To do:
Can you copy out, word for word, the full passage about working a first job while living with epileptic seizures?
*** Opening Text under study ***
I did, however, get my first job the month after I turned 16, which was during my sophomore year of high school. I did not live very far, so my mother dropped me off and picked me up after work. However, working 5 - 10 p.m., and going to school the next day was one of the triggers to my epileptic seizures. I could not get enough adequate sleep, from the time I went to sleep; until the time I had to get up for school the next morning. My parents would never have allowed me to quit the job due to my epileptic seizures. My mother was the oldest of 7 children, and her mom took her out of school to work to help the family. My father, who is a LEGAL immigrant in this country, from Canada on a work visa, worked in the United States since he was 17 years old. Coming from 2 parents who would have NEVER allowed my disability to prevent me from bringing in an income, even while in school. Which is probably why they waited so long for me to be diagnosed with this disability, in which I do NOT collect disability for. (Legally, you have to have 4 seizures a month to collect disability for Epilepsy. No matter the fact that you have lived with it since you were 4 years old.)
*** Closing Text under study ***
*** Opening Record excerpts ***
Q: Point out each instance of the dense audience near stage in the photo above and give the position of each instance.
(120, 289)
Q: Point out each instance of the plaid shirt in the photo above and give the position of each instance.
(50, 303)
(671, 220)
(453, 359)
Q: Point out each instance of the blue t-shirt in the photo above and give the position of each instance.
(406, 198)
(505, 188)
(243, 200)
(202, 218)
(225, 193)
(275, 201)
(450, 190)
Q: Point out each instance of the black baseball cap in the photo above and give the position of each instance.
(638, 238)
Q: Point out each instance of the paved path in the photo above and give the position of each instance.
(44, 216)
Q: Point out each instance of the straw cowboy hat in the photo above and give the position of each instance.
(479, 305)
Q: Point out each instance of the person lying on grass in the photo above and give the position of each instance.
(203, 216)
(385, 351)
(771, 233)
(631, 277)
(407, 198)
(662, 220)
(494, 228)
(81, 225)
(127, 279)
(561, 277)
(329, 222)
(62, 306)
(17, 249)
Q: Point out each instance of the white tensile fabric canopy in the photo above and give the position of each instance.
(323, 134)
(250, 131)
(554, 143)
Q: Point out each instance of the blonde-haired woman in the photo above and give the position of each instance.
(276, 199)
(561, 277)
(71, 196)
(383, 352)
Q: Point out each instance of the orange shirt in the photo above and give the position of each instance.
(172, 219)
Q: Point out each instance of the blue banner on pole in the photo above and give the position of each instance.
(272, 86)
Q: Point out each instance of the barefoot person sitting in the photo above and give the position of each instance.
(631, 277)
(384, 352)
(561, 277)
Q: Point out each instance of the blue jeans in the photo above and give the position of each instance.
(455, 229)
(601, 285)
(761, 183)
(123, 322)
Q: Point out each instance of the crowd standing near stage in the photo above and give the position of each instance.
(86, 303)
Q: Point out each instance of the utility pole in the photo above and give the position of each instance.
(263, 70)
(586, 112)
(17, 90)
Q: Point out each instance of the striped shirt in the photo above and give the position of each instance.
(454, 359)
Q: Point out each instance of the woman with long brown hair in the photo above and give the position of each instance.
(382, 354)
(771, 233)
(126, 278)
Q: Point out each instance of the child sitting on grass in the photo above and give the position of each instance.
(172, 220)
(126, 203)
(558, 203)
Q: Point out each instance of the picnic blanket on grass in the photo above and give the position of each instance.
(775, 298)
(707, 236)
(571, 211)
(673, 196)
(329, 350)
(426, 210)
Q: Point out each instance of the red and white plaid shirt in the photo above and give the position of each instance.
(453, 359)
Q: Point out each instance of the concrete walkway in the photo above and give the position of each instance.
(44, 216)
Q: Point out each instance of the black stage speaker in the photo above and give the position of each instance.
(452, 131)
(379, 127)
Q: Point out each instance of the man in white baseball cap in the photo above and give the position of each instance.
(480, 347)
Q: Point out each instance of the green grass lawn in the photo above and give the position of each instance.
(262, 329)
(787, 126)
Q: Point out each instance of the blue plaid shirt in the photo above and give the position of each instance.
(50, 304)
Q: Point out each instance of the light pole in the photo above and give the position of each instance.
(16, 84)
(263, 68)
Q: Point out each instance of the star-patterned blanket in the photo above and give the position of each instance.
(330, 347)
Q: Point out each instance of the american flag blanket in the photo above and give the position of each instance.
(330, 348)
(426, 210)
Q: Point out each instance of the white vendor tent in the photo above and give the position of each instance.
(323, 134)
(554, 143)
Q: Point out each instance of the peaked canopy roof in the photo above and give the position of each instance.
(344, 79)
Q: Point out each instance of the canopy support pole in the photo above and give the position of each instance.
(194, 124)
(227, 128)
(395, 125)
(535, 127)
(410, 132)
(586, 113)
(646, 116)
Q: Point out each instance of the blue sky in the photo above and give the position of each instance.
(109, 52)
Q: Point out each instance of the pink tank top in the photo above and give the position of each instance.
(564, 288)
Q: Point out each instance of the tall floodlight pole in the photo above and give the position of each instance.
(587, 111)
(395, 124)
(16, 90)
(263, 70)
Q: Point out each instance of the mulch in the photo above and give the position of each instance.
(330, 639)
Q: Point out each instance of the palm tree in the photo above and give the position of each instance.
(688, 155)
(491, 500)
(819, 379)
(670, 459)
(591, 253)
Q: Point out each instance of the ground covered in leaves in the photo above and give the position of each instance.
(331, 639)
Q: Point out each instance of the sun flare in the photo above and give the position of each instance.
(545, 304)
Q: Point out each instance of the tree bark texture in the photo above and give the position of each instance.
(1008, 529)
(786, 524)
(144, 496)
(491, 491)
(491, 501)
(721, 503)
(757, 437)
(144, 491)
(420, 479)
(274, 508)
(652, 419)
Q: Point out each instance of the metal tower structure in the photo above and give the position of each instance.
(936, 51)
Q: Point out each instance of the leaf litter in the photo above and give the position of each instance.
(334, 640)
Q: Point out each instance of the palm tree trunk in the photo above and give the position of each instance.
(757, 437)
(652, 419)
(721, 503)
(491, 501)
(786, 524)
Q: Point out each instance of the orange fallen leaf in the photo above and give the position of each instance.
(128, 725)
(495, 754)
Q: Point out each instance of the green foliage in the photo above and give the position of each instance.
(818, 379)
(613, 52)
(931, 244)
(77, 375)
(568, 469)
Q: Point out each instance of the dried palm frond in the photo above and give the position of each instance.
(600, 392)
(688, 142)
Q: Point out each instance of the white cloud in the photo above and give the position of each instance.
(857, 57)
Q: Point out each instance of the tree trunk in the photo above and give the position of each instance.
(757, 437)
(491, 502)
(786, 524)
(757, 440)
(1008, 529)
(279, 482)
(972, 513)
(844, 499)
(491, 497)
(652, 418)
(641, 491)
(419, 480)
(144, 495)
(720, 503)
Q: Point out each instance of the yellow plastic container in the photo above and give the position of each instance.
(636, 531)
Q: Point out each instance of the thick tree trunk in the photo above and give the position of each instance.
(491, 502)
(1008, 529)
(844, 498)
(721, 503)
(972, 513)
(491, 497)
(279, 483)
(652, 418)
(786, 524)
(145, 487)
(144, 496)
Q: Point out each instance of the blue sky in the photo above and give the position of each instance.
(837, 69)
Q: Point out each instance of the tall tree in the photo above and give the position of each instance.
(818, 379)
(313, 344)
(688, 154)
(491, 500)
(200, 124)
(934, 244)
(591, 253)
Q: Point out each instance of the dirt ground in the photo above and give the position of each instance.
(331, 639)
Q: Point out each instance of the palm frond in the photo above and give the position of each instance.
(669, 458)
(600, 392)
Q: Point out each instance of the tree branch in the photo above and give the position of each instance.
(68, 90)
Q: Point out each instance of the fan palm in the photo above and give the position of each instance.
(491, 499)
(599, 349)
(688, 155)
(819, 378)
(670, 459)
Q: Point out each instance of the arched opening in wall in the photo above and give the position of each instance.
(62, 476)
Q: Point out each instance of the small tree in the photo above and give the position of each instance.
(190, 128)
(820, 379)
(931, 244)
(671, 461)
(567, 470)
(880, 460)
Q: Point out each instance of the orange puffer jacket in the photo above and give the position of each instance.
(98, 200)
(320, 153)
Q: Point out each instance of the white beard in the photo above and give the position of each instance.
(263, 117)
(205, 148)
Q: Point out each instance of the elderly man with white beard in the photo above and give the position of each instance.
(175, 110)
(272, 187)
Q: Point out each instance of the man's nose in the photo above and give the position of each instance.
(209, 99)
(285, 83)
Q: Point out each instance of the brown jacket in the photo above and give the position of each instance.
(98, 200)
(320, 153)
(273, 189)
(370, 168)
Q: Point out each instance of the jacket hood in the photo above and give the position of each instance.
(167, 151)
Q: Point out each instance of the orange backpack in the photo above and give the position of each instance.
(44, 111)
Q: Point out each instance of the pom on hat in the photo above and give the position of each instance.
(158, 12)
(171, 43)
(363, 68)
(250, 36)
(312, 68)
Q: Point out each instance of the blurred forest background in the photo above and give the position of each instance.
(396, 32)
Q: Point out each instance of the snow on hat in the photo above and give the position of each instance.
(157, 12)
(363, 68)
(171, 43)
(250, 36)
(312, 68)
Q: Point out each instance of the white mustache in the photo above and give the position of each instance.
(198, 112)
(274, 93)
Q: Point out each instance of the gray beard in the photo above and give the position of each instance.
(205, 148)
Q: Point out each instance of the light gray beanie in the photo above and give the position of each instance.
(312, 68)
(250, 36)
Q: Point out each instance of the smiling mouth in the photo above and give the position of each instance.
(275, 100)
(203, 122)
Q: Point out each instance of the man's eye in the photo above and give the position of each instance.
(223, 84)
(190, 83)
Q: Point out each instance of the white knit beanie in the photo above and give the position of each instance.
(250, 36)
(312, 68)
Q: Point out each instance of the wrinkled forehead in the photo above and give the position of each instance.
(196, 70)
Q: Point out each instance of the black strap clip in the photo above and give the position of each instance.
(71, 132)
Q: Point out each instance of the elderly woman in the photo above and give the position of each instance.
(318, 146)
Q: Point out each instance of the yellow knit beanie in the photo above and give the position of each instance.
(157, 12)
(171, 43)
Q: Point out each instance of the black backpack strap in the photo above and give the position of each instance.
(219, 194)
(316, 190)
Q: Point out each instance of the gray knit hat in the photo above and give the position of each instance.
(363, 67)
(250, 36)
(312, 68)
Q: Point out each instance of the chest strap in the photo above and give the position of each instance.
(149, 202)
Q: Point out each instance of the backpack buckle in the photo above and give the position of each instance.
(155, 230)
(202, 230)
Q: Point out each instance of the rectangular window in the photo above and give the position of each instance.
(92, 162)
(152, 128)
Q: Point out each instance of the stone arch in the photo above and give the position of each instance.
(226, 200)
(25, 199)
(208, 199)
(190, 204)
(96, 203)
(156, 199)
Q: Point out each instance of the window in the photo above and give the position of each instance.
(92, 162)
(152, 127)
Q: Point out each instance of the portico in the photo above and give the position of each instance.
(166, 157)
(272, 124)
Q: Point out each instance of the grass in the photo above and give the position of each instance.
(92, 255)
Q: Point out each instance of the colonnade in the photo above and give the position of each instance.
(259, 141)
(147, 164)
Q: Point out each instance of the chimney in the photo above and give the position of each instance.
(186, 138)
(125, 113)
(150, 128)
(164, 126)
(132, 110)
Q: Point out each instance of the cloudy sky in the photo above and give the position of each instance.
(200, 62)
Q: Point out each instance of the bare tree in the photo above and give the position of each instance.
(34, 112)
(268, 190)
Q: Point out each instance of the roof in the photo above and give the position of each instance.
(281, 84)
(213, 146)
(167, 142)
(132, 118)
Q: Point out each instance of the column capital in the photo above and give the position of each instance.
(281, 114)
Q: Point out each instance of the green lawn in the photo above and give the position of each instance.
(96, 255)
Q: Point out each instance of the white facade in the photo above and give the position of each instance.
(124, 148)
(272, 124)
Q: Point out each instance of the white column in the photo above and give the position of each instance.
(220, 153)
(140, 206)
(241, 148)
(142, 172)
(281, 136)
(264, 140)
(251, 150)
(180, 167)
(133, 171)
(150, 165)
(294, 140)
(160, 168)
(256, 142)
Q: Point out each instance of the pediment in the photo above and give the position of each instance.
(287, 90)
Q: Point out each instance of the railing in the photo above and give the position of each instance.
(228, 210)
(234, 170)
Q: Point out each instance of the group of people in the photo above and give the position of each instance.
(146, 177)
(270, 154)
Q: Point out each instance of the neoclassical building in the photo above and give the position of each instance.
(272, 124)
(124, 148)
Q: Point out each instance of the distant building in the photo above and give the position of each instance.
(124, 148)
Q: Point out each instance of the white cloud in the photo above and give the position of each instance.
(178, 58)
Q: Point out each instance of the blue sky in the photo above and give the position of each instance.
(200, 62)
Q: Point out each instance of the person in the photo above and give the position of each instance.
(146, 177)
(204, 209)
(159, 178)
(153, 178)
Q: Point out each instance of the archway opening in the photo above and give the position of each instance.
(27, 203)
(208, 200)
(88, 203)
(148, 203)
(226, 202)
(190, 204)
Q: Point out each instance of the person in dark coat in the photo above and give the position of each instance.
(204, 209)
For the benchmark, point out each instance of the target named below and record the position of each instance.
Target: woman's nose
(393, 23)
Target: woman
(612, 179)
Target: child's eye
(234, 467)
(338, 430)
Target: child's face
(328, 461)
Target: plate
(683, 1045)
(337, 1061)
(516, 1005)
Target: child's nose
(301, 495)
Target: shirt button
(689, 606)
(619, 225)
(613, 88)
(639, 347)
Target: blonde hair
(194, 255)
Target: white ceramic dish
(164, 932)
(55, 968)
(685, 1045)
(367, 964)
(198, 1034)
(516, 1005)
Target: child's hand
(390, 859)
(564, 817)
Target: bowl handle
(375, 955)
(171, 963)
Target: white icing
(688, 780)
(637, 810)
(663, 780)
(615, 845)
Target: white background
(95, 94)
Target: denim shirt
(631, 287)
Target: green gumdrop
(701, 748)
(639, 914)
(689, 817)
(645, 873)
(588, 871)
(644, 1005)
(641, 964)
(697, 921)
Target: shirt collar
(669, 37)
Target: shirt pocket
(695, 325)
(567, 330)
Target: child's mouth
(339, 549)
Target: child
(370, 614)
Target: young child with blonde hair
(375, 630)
*** Closing Record excerpts ***
Your response:
I did, however, get my first job the month after I turned 16, which was during my sophomore year of high school. I did not live very far, so my mother dropped me off and picked me up after work. However, working 5 - 10 p.m., and going to school the next day was one of the triggers to my epileptic seizures. I could not get enough adequate sleep, from the time I went to sleep; until the time I had to get up for school the next morning. My parents would never have allowed me to quit the job due to my epileptic seizures. My mother was the oldest of 7 children, and her mom took her out of school to work to help the family. My father, who is a LEGAL immigrant in this country, from Canada on a work visa, worked in the United States since he was 17 years old. Coming from 2 parents who would have NEVER allowed my disability to prevent me from bringing in an income, even while in school. Which is probably why they waited so long for me to be diagnosed with this disability, in which I do NOT collect disability for. (Legally, you have to have 4 seizures a month to collect disability for Epilepsy. No matter the fact that you have lived with it since you were 4 years old.)